>> start Dataset extract
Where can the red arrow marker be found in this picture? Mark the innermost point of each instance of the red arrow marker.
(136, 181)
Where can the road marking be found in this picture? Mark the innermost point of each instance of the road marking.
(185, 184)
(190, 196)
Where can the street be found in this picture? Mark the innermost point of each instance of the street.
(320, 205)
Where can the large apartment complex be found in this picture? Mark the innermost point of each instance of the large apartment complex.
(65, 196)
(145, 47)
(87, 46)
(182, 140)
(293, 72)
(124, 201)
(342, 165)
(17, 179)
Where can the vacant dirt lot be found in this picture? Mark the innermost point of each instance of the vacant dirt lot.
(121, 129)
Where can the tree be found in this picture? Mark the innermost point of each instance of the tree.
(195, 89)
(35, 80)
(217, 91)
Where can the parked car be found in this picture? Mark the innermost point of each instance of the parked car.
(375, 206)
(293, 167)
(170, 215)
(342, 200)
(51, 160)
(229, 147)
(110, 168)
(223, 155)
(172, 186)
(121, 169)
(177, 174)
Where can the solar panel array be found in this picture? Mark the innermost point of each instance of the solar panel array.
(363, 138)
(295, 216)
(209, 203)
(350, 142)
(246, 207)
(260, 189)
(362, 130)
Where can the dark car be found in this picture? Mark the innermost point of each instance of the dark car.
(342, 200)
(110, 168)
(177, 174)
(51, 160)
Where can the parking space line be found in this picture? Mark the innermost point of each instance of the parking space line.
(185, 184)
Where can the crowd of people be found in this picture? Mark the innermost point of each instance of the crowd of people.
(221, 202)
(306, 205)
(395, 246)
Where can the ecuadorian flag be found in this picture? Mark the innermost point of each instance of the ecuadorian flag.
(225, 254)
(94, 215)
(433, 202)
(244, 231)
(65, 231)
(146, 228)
>> end Dataset extract
Exercise brief: Starting with the line that contains "Where can the dark" and going on through the end of the records, rewrite those lines with every "dark car" changed to "black car". Leave everything else as it stands.

Result of the task:
Where can the black car be found in this picture? Mark the innermost point of each instance of the black car.
(342, 200)
(110, 168)
(177, 174)
(51, 160)
Where can the parking space line be found in this picture? Mark the innermost point of each instance of the parking space line.
(185, 184)
Where can the crowd of people be found in this picture? Mark the innermost point of each instance of the crowd of people.
(221, 202)
(306, 205)
(395, 246)
Where can the ecuadorian flag be found in this picture? Mark the innermost point of each instance of the ecuadorian flag.
(225, 254)
(94, 215)
(433, 202)
(244, 231)
(65, 231)
(146, 228)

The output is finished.